:: WORK INSTRUCTIONS ::
**a.** In the strStr forum thread below, which line of the brute-force solution does one reply say is not needed?
**b.** Carry on the strStr forum thread below, picking up right after its final line.

:: PASSAGE PROVIDED ::
_ _ _ _ _ _ _
A very clean solution, brute-force


  • 58
    S
    int strStr(char *haystack, char *needle) {
            if (!haystack || !needle) return -1;
            for (int i = 0; ; ++i) {
                for (int j = 0; ; ++j) {
                    if (needle[j] == 0) return i;
                    if (haystack[i + j] == 0) return -1;
                    if (haystack[i + j] != needle[j]) break;
                }
            }
        }

  • 0
    Z

    it is amazing


  • 0
    S

    It turns out that "if (!haystack || !needle) return -1;" is not needed


  • 0
    C
    This post is deleted!

  • 0
    C

    Why the following code will "Time Limit Exceeded"
    int strStr(char *haystack, char *needle) {
    if(needle[0]=='\0')
_ _ _ _ _ _ _
:: RECORD EXTRACTS ::
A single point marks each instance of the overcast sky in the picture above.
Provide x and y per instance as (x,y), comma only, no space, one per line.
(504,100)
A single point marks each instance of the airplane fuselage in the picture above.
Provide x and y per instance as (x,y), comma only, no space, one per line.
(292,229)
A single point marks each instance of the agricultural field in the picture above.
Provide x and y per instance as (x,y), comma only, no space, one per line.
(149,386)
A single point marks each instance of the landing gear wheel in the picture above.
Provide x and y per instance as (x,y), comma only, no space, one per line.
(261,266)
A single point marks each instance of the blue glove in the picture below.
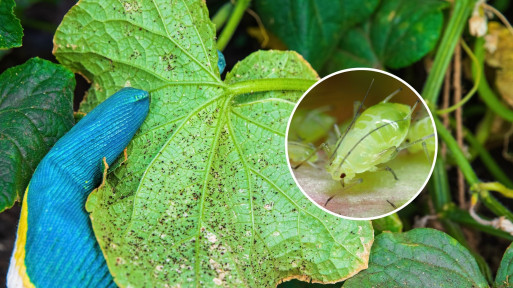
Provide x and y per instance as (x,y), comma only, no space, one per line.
(55,245)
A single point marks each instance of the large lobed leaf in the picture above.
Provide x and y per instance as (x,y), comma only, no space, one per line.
(36,109)
(311,27)
(419,258)
(10,28)
(205,198)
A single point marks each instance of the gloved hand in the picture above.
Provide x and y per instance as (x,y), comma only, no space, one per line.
(55,245)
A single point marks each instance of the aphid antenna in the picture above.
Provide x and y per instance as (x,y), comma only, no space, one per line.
_ _ _ _ _ _ _
:: RESULTS IN ORDER ::
**a.** The check "if (!haystack || !needle) return -1;" is not needed.

**b.**
    return 0;
    int j=0;
    for(int i=0;haystack[i]!='\0';i++){
    j=0;
    while(haystack[i+j]==needle[j]){
    if(haystack[i+j]=='\0') return -1;
    if(needle[j]=='\0') return i;
    j++;
    }
    }
    return -1;
    }


  • 0
    A

    my answer use string.assign(string,start,length) seem to a waste of time,but easy to understand

    int strStr(string haystack, string needle) {
        int lengthHasy = haystack.size(),lengthNeed = needle.size();
        string partHays;
        for(int iIndex =0;iIndex <= lengthHasy - lengthNeed;iIndex++)
        {
            partHays.assign(haystack,iIndex,lengthNeed);
            if(partHays == needle)
            return iIndex;
        }
        return -1;
    }

  • 0
    Y
    This post is deleted!

  • -35

    My python code is prettly simple!

    class Solution(object):
    def strStr(self, haystack, needle):
        """
        :type haystack: str
        :type needle: str
        :rtype: int
        """
        index = haystack.find(needle)
        return index
    

  • 0

    no explanation ...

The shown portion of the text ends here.